Exercise passage:

◇ ◇ ◇ ◇ ◇ ◇ ◇

Thu Dec 24, 2015, 08:42 AM
Dec 2015

In 1986, after the expulsion of Haitian dictator Jean Claude "Baby Doc" Duvalier, the International Monetary Fund (IMF) loaned Haiti $24.6 million in desperately needed funds (Baby Doc had raided the treasury on the way out). But, in order to get the IMF loan, Haiti was required to reduce tariff protections for their Haitian rice and other agricultural products and some industries to open up the country's markets to competition from outside countries. The US has by far the largest voice in decisions of the IMF. "American rice invaded the country," recalled Charles Suffrard, a leading rice grower in Haiti, in an interview with the Washington Post in 2000. By 1987 and 1988, there was so much rice coming into the country that many stopped working the land.

Quigley interviewed Father Gerard Jean-Juste, a Haitian priest and human rights advocate. "In the 1980s, imported rice poured into Haiti, below the cost of what our farmers could produce it," Fr. Jean-Juste said. "Farmers lost their businesses. People from the countryside started losing their jobs and moving to the cities. After a few years of cheap imported rice, local production went way down." By 2008, Haiti was the world's third largest importer of US rice, receiving some 240,000 tons that year alone.

◇ ◇ ◇ ◇ ◇ ◇ ◇

Data under study:
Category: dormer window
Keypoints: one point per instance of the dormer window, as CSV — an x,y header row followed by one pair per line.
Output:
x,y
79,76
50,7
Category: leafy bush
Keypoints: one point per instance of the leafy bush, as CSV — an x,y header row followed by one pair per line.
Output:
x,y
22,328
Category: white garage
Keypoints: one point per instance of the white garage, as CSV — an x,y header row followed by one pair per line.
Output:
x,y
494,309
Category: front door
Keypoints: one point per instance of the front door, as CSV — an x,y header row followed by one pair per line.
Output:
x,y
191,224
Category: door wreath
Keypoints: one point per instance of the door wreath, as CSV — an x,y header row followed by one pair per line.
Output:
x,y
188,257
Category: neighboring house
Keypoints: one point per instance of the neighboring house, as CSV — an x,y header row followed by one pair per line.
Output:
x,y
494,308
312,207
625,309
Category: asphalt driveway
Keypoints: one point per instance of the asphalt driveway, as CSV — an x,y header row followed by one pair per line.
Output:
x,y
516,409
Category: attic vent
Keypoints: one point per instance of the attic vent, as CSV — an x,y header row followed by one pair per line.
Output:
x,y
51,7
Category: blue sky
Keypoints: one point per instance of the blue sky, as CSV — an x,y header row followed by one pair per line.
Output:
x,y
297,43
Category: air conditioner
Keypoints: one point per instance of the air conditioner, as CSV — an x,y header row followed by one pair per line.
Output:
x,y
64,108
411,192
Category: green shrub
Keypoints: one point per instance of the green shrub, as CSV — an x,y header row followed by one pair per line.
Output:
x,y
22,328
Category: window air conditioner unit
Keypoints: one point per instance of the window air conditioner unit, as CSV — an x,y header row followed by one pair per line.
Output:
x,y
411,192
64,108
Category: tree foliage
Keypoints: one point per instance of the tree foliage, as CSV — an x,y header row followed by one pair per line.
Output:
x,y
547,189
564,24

◇ ◇ ◇ ◇ ◇ ◇ ◇

Work task A:
Answer from the Haiti rice passage:
(i) How much money did the IMF loan Haiti in 1986?
(ii) Who did Quigley interview?
(iii) How many tons of US rice did Haiti receive in 2008?
Work task B: Pick up the Haiti rice passage after its last sentence and keep it going.
The items are separate material and have nothing to do with the Haiti rice passage.

Expected answer A:
(i) $24.6 million
(ii) Father Gerard Jean-Juste, a Haitian priest and human rights advocate
(iii) Some 240,000 tons

Expected answer B:
US rice growers are heavily subsidized by the government. Between 1995-2006 they received $11 billion. The American rice industry is also protected by tariffs - the same sorts of tariffs the IMF demanded Haiti remove. With the average family income standing at about $400 a year, most Haitians couldn't afford to pay international prices for a product they once grew for themselves - so they had to have aid. The US sponsored the aid, but half the money didn't go to buy the food; it went to US farmers, to processors and to shipping companies, because the food had to be transported in US ships. A good part of the so-called handout to Haiti actually went to US agribusiness, which needed markets for its overflowing bins of farm products.